**Extracted data**
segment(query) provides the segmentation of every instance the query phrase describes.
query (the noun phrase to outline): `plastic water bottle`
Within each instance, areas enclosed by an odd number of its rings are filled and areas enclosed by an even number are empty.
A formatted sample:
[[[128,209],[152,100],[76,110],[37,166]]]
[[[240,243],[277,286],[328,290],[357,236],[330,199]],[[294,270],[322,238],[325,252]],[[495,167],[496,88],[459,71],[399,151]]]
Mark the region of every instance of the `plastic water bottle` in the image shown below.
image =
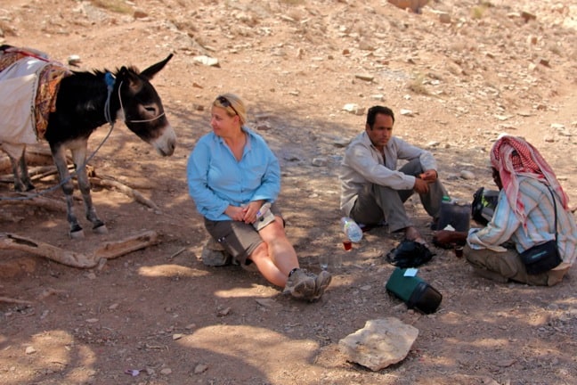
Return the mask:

**Task directions**
Reproduce the record above line for line, with no changes, leaving out the picture.

**Solution for this task**
segment(query) provides the segmentation of every instance the query phrase describes.
query (the noun phrase to outline): `plastic water bottle`
Within each instance, areas enclosed by an odd number of its rings are filled and areas enclosed by an even number are empty.
A formatted sample:
[[[128,209],[152,100],[76,110],[37,166]]]
[[[240,243],[277,286],[328,290],[357,236],[330,199]],[[294,270],[322,238],[325,252]],[[495,167],[496,88],[459,71],[399,151]]]
Mark the region of every instance of the `plastic water bottle` in the image shown below.
image =
Return the mask:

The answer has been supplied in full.